• THINGS TO DO:
(1) Answer these from the passage on taxing oil license sales:
(a) Which country does the passage name as following the approach of not taxing gains on license transfers?
(b) How does the passage describe the size of gains on the sale of license interests?
(c) What two choices does the passage say governments face once they decide to tax these gains?
(2) Write out the part of the passage on taxing oil license sales that begins at the words "From a purely" and ends after "in recent years.".

• TEXT PROVIDED:
From a purely economic policy perspective, this approach also holds some attraction. As long as the government is satisfied that a reasonable share of oil revenues will be paid to it over the lifetime of licence operations, it theoretically need not concern itself with licence transfers and their impact on how benefits are shared among successive licence holders. This approach is followed by Norway and several other countries have adopted it in recent years.

While this approach may be the most convenient for the taxpayer and hold some theoretical economic advantages for countries, it is nevertheless somewhat unconventional from a tax theory viewpoint. After all, gains on the sale of licence interests are often huge, and if the purpose of CIT is to tax a company's income, how can it be right just to ignore them? Moreover, there are strong practical reasons why governments might wish to tax gains on a sale. It is clearly difficult for the government of a developing country to be seen to allow oil companies to walk away without paying tax on a billion dollar gain. The gain may arise early in the development of the country's oil resources; the public may have inflated expectations of oil benefits, and be impatient for them to be realised; or the public may mistrust the government's intentions. Theoretical arguments about long-term tax neutrality or the administrative convenience of ignoring these gains for tax are likely to be outweighed by the government's concern that they will be perceived as allowing oil companies to make a killing at the country's expense. It is more normal, therefore, for governments to seek to tax them. The issue then is whether they preserve a degree of neutrality by allowing a deduction for the buyer's cost, or tax buyer and seller asymmetrically.

• DATA PROVIDED:
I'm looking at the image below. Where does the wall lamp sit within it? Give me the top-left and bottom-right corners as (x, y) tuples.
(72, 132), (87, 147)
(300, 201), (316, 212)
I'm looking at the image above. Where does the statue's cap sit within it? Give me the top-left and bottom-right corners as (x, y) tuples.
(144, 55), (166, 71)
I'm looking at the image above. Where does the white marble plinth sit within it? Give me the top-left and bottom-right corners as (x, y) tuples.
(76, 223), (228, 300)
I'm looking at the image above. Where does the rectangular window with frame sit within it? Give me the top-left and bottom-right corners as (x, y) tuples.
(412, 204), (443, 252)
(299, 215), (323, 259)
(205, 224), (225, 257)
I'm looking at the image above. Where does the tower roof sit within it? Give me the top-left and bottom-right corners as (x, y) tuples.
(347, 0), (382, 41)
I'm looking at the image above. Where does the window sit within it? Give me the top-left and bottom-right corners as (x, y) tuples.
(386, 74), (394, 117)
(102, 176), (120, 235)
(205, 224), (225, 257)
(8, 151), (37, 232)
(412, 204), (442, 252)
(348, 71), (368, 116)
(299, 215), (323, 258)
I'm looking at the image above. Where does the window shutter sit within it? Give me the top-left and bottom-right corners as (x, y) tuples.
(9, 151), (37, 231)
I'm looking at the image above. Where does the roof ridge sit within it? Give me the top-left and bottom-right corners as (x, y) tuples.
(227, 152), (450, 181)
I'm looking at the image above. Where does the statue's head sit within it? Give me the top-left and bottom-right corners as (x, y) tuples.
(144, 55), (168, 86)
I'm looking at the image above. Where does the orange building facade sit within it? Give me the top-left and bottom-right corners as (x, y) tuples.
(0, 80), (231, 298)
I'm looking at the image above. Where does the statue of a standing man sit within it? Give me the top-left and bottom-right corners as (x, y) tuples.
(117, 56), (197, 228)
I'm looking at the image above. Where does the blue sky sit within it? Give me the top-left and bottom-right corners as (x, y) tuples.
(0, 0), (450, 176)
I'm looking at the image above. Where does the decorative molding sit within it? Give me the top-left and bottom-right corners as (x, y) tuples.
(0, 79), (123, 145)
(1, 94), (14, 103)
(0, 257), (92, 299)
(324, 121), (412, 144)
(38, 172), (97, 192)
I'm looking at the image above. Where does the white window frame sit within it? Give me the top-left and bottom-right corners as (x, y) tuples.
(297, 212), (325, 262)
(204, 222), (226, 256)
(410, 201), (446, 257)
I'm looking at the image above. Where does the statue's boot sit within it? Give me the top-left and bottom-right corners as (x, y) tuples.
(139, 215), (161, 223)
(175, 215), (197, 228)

• FINAL ANSWERS:
(1)
(a) Norway.
(b) They are often huge.
(c) Governments can keep some neutrality by letting the buyer deduct its cost, or they can tax buyer and seller asymmetrically.

(2)
From a purely economic policy perspective, this approach also holds some attraction. As long as the government is satisfied that a reasonable share of oil revenues will be paid to it over the lifetime of licence operations, it theoretically need not concern itself with licence transfers and their impact on how benefits are shared among successive licence holders. This approach is followed by Norway and several other countries have adopted it in recent years.